_Document excerpt_
==============================

Friday, March 26, 2010

Whole Grain Foods Are Key to a Healthy Lifestyle

It has become popular to blame farmers and food processors for the increased obesity of the American public. Indeed, Americans are fortunate to have bountiful quantities of healthy, wholesome food.

According to Dr. Julie Miller Jones, however, the obesity epidemic that plagues this nation is due solely to overeating and an increasingly sedentary lifestyle. Jones, who is distinguished scholar and professor emeritus of nutrition in the Department of Family, Consumer and Nutritional Sciences at the St. Catherine University in St. Paul, Minnesota, was a guest speaker at the Kansas State University Department of Grain Science and Industry Centennial Lecture Series in Manhattan in February.

It is little wonder that obesity in America is on the rise. According to Jones, in 2000, 13% of Americans were considered obese, up from 6% in 1965. For every 100 additional calories an average American consumes in one day, he will gain 10 pounds in one year if he doesn’t increase physical activity. In 1977, the average American consumed 1,876 calories per day; in 1995, that number increased to 2,043 calories. Moreover, today’s average child burns 700 fewer calories per day than he did 20 years ago.

A diet rich in whole grains is important when promoting human health. Whole grain foods are filling, they decrease cholesterol, reduce the risk of some cancers, coronary disease and diabetes. Just one of every 10 Americans eat the amount of whole grains they think they should eat; yet 70% of the people think they consume enough whole grains, Jones says.

“What I would like people to do is eat the right amount of grains, not necessarily more. The word more in America terrifies me, just because some people take more as an excuse to overeat. I would like people to eat the right amount of grains for their age and activity level. For most of us, that is 5 to 6 servings of grains a day. I would like half of those to be whole grain,” Jones explains.

==============================

_Excerpted data_

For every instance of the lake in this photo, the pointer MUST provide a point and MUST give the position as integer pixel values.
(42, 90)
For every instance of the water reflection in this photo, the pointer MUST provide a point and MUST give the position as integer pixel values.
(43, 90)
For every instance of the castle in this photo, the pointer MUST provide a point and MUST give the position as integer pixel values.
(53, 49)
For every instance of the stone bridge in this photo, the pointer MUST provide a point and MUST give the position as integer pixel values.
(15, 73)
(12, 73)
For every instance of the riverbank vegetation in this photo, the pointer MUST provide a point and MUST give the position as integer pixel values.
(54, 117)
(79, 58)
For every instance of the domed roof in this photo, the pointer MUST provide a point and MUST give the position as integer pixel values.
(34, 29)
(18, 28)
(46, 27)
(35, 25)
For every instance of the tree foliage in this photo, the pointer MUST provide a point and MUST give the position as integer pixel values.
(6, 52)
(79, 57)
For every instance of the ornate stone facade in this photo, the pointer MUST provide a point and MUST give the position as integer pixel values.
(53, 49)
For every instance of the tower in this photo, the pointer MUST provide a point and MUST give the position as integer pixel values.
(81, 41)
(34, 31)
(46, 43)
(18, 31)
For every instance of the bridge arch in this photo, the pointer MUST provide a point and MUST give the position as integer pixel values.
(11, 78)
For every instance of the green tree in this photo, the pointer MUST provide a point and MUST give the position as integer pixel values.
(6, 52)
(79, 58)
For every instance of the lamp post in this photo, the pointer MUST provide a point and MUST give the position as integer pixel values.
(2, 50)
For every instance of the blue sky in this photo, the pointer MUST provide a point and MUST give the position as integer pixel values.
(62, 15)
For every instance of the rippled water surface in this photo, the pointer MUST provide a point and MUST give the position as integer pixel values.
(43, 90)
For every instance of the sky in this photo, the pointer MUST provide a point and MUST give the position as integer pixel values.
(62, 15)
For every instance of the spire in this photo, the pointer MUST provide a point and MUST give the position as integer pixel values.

==============================

_Problems to work on_
**a)** According to the whole-grain article, how many calories per day did the average American consume in 1995?
**b)** Write a continuation of the article on whole grains, starting after its final paragraph.

_Task-by-task results_
**a)** 2,043 calories per day.

**b)**
Jones says the concept of serving size can be confusing. Portion sizes for the average American are far larger than USDA dietary guidelines suggest. A serving size is a slice of bread, or an ounce of cereal. Many people eat multiple servings per meal, but oftentimes those servings are not whole grains. Simply choosing foods with whole grain ingredients can help consumers lead a healthier lifestyle. It’s not easy; consumers must study nutrition labels and look carefully for those that feature whole grains. But in the end, it’s a much easier task than adopting a completely different food regimen.

“Getting people to switch to whole grains is a much easier dietary change than teaching people to eat more eggplant, more fruits and vegetables. It simply means when you order a sandwich, choose whole wheat bread. When you choose a cereal, choose a whole grain cereal. When you go to parties, take whole grain crackers. It is simply what you are already eating, only substituting part of what you’re eating with whole grain products. It’s a much easier dietary change, but a doable one,” she says.